== Reading text ==

☆ ☆ ☆ ☆ ☆

Nganglam Dungkhag

NC19TF doing away with quarantine for drivers led to virus spread in Nganglam

The small town of Nganglam, with around 5,000 people, has had 249 cases of COVID-19, which comes to an average of one in every 20 people in the town testing positive.

There is fear, and also anger, among the local residents there who feel such high numbers would not be reported, if better measures had been put in place.

The Pemagatshel Dzongda and the Incident Commander for the Dzongkhag, Yeshi Rangrik Dorjee, said that the main source of the outbreak in Nganglam is from truck drivers ferrying essential commodities from places, like Phuentsholing.

He said this is because the hot spot for the cases has been from a place called Borkatsang, which reported the maximum cases. He said it is an area where mostly drivers stay.

After the second lockdown, measures had been put in place by the National COVID-19 Task Force (NC19TF) for drivers driving between high risk areas to work in containment.

However, some time in October 2021, NC19TF removed this need for containment for drivers ferrying goods between high-risk places.

A few months later Omicron struck, and the cases have been on the rise in Nganglam since then.

It is thought that the cases were brought in by drivers infected in Phuentsholing or other places.

There is also anger among local residents on why a lockdown was not put in place when the very first case was detected.

On 18 January, an 18-year old girl traveling from Nganglam tested positive in Panbang. Before her journey, she had dinner with her father and two drivers who all work at FCB. 

A Nganglam resident, on the condition of anonymity, said, “By then cases in Phuentsholing was surging, and the drivers were supposed to operate in self-containment mode, but they were just let go by the Dungkhag COVID-19 Task Force.”

☆ ☆ ☆ ☆ ☆

(Dataset entries)
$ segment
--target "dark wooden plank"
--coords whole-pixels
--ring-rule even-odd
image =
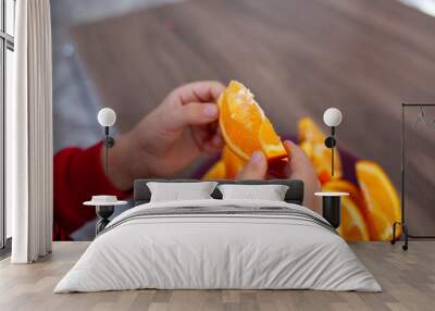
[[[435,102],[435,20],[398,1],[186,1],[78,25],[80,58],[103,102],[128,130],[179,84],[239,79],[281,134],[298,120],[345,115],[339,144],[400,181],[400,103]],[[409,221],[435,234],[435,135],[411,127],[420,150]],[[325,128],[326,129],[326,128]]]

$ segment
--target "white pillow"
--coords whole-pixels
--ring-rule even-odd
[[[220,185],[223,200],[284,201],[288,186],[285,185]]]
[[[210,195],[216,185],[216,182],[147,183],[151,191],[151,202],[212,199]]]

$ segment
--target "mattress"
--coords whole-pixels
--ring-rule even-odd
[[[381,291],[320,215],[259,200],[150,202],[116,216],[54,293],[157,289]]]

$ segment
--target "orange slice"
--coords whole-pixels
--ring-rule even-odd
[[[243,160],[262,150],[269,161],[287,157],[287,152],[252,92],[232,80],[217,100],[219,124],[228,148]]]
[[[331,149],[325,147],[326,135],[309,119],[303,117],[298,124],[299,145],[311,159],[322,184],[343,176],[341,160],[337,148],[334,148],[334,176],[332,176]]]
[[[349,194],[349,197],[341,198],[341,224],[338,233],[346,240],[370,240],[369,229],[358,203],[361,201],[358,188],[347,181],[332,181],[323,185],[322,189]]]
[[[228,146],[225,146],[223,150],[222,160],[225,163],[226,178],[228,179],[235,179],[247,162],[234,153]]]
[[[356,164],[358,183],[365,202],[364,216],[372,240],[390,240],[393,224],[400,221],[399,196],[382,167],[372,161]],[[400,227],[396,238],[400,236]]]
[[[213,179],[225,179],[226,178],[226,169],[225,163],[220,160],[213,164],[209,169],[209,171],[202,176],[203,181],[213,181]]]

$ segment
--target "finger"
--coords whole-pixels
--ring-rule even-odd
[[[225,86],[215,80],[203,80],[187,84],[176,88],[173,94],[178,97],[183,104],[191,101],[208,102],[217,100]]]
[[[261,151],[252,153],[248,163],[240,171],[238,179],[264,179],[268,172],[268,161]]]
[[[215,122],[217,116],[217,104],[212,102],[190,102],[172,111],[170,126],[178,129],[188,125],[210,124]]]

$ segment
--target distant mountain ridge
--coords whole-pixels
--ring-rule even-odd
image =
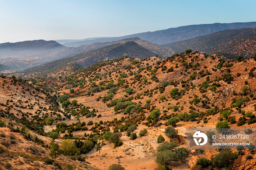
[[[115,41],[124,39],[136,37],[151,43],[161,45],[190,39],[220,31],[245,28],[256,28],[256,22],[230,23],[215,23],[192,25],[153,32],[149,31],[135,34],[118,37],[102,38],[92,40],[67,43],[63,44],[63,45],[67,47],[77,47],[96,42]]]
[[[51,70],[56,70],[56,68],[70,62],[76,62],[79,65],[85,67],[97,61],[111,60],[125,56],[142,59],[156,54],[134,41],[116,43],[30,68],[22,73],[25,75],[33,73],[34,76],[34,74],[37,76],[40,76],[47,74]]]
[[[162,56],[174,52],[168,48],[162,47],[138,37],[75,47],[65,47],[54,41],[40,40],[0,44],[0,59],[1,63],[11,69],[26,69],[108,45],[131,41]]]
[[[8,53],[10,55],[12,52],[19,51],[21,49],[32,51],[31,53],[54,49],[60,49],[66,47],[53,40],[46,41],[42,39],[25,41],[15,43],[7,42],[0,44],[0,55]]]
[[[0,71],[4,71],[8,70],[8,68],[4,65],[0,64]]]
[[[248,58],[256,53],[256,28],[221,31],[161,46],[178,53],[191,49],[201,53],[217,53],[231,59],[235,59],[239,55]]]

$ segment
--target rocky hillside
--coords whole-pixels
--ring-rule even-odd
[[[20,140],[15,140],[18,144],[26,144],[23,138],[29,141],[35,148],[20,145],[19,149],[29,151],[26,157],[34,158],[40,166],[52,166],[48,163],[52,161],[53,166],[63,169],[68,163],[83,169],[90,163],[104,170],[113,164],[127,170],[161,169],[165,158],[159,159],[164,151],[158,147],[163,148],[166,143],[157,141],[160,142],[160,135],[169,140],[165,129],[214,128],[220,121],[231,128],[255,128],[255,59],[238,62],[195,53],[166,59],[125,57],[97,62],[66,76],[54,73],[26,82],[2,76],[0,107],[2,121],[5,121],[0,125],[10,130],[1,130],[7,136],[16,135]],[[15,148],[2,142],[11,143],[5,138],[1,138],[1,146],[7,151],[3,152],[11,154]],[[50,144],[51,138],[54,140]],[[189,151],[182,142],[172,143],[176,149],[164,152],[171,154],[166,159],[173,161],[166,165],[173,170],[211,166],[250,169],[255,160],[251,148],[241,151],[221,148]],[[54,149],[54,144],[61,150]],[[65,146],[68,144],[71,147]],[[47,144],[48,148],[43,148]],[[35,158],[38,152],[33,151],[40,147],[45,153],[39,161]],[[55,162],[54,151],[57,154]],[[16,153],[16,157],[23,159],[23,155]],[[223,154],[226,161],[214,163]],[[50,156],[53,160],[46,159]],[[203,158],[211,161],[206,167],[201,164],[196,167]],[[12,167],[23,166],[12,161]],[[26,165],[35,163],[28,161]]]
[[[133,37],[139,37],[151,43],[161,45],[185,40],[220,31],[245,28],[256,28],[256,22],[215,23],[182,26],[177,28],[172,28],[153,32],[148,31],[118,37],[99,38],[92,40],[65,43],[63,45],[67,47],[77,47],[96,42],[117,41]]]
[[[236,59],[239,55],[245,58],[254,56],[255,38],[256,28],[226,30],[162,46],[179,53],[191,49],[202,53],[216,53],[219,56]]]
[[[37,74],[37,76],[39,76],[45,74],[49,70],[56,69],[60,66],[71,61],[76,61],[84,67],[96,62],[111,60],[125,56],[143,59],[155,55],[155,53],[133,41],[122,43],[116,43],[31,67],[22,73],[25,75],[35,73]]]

☆ ☆ ☆ ☆ ☆

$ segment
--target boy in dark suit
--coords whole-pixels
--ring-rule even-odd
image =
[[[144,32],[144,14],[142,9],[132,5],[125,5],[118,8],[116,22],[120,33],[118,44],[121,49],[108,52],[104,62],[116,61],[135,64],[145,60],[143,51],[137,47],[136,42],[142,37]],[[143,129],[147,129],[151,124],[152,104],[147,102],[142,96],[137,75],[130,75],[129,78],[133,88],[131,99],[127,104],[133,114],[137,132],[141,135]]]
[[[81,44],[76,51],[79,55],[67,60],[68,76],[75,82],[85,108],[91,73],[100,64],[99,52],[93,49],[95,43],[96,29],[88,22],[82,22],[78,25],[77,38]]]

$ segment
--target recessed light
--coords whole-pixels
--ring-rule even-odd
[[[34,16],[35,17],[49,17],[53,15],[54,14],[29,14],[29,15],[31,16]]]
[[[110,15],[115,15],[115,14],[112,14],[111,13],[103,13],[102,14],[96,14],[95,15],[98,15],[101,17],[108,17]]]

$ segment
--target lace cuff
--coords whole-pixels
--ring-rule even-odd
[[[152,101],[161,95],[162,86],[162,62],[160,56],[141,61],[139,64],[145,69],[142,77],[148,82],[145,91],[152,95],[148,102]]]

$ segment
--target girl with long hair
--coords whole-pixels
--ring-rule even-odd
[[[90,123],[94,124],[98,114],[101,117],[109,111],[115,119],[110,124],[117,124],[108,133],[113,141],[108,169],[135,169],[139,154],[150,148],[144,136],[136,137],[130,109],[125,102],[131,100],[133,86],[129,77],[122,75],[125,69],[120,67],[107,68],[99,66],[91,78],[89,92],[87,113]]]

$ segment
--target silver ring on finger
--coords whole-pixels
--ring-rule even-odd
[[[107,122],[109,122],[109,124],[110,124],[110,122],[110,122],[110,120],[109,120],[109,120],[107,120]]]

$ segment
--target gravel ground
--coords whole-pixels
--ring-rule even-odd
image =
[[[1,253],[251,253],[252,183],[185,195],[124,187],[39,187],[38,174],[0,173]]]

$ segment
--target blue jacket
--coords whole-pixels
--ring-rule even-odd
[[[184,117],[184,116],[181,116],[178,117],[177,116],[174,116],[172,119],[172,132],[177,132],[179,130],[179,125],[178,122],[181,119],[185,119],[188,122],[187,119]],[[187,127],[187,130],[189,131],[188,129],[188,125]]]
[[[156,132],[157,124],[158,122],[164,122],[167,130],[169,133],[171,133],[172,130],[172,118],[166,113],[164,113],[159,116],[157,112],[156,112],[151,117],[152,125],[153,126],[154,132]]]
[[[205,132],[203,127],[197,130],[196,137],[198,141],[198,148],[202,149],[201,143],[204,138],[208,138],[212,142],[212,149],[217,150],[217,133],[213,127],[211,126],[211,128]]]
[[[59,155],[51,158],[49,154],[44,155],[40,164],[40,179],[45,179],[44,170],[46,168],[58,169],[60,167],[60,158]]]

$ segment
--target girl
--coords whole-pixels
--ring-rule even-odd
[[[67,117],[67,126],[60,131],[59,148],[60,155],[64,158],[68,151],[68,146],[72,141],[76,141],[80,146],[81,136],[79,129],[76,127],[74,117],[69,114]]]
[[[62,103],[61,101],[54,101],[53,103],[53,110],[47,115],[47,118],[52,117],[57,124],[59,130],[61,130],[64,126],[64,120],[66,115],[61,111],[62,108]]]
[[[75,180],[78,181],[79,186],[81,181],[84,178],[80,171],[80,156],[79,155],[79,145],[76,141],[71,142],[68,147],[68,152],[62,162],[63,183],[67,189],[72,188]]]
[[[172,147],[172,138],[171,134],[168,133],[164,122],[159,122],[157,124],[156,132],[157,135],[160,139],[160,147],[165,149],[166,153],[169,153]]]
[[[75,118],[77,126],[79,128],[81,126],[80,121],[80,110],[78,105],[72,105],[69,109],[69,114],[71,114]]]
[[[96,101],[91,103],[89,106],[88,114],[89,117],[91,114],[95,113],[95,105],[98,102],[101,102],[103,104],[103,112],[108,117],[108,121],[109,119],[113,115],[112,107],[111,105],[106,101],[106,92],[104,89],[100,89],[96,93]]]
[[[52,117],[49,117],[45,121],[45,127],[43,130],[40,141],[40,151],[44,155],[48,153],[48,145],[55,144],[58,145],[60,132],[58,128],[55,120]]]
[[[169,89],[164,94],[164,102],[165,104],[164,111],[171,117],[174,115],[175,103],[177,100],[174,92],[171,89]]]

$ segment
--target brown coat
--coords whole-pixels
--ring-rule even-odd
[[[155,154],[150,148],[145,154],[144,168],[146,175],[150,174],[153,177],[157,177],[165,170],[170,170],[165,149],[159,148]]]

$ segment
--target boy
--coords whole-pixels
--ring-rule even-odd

☆ ☆ ☆ ☆ ☆

== Work order 1 ==
Answer these questions from the article on the COVID-19 outbreak in Nganglam:
(a) About how many people live in Nganglam?
(b) Which place reported the maximum cases?
(c) When did NC19TF remove the containment requirement for drivers ferrying goods between high-risk places?
== Work order 2 ==
Carry the article on the COVID-19 outbreak in Nganglam forward from its final paragraph, the anonymous resident's quote.

== Final answer 1 ==
(a) Around 5,000 people.
(b) Borkatsang.
(c) Some time in October 2021.

== Final answer 2 ==
It is suspected that the virus must have started circulating in Nganglam from then onwards itself.

The Ministry of Health (MoH) team contact traced 27 close contacts of the girl in Nganglam.

This was followed by a frontliner testing positive on 21 January, and with another frontliner testing positive on 29 January.

Here again, a local resident said that the lockdown should have been done much earlier than 30 January as these are additional indications of the virus circulating.

The Dzongda said that the lockdown was not done earlier, as the girl’s contacts had been traced. He said a lockdown is done when it is felt that they cannot determine the source and the contacts, and it may have spread wider.

In the case of the frontliners, he said the 21 January frontliner was working in quarantine mode, while the frontliner testing positive on 29 January was a contact of an earlier frontliner, and was in home quarantine when he was found to be positive.

The Dzongda denied there was any climate of fear as he said the lockdown is going well and people are cooperating very well, and he said, on the virus they are guided by experts like the Technical Advisory Group.